EXERCISE REQUIREMENTS - Render every one of the entries below as a JSON list of strings, one string per line, with blank lines dropped.

MATERIAL SUPPLIED -

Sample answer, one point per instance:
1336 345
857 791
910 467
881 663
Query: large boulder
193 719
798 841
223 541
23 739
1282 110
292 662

ANSWER FOR THE TASK -
[
  "Sample answer, one point per instance:",
  "1336 345",
  "857 791",
  "910 467",
  "881 663",
  "Query: large boulder",
  "193 719",
  "798 841",
  "223 541",
  "23 739",
  "1282 110",
  "292 662"
]